§ **Work required**
For every entry below, give an exact repeat and leave out the pictures.

§ **Stored data**
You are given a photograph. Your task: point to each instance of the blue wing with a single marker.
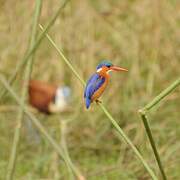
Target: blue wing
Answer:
(93, 84)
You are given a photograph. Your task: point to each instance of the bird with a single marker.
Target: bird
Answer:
(48, 98)
(98, 82)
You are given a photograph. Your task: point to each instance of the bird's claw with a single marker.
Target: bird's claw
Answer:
(98, 101)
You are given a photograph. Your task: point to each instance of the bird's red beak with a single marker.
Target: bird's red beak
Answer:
(116, 68)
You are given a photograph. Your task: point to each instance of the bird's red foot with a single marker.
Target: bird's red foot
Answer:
(98, 101)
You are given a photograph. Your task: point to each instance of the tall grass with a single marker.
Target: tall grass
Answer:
(117, 127)
(143, 112)
(140, 35)
(13, 155)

§ **Result**
You are given a photograph. Your task: point to each instance of the blue wing with a single marker.
Target: blue wing
Answer:
(93, 84)
You are given a photograph. Your task: point to each instance of the bird with a single marker.
Target: bird
Answer:
(48, 98)
(98, 82)
You are given a photograph. Your task: point to each instance of the bird's claw with a single marker.
Target: bird's claw
Answer:
(98, 101)
You are given a photograph. Your task: point to each instance of the bird's red beak with a single marker.
Target: bird's red beak
Answer:
(116, 68)
You are given a photograph. Your task: point to each instance of the bird's red foot with a single marker.
Target: bird's red foot
Answer:
(98, 101)
You are given a photograph. Your task: point to each instance of the tall grass with a single marker.
Target: tall grass
Answer:
(117, 127)
(143, 112)
(140, 35)
(13, 155)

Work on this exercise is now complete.